--- begin Provided records ---

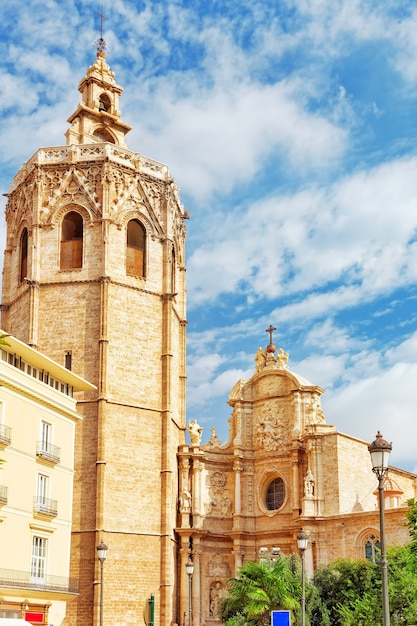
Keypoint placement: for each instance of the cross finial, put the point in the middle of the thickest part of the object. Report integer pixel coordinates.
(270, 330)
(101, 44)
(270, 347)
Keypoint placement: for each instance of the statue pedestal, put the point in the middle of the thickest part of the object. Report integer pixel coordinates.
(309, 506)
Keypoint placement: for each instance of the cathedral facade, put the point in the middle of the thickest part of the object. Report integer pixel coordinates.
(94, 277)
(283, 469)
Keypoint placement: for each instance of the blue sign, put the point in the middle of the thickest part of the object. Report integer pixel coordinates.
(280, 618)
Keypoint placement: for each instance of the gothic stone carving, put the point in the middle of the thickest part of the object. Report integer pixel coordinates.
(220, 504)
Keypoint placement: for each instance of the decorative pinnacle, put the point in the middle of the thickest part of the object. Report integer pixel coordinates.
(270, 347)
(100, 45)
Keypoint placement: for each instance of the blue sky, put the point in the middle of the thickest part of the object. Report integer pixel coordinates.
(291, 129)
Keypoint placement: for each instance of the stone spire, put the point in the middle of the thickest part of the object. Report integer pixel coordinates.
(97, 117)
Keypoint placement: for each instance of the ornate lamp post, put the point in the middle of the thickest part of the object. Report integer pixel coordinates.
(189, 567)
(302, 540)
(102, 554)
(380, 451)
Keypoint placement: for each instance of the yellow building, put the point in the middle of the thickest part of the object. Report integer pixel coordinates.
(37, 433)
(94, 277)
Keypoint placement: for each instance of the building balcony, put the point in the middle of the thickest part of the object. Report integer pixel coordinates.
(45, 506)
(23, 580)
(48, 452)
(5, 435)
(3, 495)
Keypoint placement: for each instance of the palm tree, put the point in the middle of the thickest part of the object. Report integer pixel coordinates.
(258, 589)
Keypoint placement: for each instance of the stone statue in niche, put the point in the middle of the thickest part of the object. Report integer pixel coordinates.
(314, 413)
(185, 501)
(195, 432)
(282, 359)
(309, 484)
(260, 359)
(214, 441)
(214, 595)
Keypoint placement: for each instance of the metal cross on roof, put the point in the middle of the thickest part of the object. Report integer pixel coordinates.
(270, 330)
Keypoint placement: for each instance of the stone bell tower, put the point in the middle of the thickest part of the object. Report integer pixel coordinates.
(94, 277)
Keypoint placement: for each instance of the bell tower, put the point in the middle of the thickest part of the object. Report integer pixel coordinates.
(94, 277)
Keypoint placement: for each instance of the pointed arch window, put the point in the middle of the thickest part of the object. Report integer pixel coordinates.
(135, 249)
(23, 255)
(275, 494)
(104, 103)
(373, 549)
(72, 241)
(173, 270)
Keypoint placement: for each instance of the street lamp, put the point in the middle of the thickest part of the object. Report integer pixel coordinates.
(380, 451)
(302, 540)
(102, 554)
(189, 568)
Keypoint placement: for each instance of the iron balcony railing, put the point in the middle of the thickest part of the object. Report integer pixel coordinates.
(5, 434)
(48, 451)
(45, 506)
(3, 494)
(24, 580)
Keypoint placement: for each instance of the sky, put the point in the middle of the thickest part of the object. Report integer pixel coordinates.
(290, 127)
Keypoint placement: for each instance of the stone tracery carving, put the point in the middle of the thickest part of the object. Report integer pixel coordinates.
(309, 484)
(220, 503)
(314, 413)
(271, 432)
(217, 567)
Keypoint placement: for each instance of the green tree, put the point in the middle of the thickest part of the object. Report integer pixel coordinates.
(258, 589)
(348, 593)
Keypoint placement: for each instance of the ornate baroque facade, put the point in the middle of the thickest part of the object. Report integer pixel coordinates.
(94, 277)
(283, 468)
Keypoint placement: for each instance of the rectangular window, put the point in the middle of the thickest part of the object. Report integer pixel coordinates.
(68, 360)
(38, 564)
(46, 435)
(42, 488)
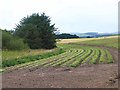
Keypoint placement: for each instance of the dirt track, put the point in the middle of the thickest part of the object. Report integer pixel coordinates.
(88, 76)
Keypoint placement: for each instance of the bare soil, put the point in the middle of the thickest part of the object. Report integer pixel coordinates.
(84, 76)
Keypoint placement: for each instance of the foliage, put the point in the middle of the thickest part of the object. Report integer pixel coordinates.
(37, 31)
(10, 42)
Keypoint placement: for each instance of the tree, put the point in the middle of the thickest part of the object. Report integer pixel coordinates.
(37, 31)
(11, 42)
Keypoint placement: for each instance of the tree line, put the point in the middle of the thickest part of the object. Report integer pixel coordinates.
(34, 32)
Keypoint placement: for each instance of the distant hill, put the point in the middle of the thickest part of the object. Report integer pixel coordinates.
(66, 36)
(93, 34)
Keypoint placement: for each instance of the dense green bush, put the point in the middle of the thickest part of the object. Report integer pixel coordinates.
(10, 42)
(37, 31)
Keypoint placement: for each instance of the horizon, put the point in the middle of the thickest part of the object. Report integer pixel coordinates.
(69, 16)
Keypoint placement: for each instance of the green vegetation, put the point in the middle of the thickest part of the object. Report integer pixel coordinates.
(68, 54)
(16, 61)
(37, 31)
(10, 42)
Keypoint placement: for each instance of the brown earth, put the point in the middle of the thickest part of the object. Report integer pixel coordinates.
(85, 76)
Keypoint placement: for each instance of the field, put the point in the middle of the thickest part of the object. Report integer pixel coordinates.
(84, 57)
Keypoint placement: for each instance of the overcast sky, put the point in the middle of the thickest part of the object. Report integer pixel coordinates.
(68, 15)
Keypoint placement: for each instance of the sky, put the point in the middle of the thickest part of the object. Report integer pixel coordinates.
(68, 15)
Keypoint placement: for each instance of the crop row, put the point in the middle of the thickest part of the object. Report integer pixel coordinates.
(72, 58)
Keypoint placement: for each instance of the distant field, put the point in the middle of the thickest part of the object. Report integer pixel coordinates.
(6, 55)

--- end Provided records ---
--- begin Provided records ---

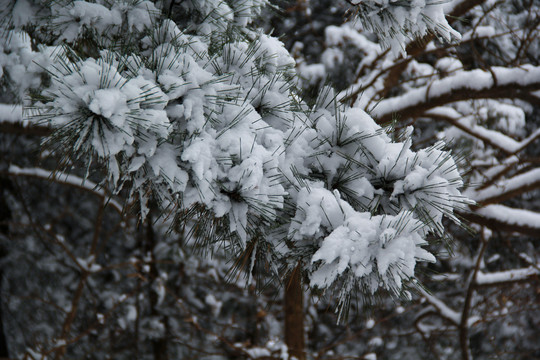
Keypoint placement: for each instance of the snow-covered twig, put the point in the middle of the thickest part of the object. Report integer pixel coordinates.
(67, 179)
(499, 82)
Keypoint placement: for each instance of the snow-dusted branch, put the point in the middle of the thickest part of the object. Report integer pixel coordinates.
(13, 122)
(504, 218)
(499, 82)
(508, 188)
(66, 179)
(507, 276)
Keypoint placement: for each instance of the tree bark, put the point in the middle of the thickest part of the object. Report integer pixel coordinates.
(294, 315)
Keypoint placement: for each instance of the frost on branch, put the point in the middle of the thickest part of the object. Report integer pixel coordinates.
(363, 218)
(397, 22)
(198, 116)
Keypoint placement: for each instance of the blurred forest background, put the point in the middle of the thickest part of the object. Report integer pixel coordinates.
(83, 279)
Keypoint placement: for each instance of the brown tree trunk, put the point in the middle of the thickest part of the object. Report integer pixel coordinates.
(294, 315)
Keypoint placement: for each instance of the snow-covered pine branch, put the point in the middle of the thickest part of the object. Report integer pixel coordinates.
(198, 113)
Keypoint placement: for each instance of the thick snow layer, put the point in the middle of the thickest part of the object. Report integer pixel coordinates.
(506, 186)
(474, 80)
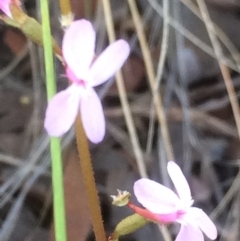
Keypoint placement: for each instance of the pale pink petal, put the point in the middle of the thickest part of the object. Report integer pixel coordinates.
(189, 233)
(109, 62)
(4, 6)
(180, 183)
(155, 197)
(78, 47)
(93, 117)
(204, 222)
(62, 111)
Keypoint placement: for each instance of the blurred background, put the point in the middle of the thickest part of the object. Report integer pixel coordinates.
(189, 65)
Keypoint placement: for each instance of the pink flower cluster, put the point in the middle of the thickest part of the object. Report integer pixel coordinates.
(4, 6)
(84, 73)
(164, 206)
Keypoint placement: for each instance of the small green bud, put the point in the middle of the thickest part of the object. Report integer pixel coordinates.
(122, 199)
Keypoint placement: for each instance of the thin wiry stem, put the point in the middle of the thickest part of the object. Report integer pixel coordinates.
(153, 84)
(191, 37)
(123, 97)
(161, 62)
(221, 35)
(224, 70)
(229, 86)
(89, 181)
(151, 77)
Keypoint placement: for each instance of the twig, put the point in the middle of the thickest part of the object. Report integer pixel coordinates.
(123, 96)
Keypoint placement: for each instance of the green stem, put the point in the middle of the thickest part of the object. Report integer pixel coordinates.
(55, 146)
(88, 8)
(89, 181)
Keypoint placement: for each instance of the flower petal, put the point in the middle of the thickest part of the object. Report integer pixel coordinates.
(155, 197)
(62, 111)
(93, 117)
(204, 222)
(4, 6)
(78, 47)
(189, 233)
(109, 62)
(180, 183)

--- end Provided records ---
--- begin Provided records ---

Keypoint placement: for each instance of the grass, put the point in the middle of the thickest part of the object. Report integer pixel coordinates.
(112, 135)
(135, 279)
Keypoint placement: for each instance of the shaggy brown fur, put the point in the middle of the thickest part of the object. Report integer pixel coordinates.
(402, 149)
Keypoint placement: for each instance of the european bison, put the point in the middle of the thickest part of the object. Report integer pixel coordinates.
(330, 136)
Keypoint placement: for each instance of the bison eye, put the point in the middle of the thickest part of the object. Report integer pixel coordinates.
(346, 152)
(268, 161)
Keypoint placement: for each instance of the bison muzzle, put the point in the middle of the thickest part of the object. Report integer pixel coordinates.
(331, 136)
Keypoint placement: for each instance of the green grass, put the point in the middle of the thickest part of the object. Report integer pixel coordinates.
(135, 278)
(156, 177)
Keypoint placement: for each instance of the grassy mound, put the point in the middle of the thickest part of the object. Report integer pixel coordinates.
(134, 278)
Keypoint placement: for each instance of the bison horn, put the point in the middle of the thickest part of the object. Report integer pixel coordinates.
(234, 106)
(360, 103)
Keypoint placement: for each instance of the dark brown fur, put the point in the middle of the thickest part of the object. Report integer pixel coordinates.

--- end Provided records ---

Directive: Locate every row above containing the word "railing" and copy each such row in full.

Task answer:
Keypoint placement: for each instance of the iron balcony railing, put the point in the middle of the thickest part of the object. Report integer pixel coordinates.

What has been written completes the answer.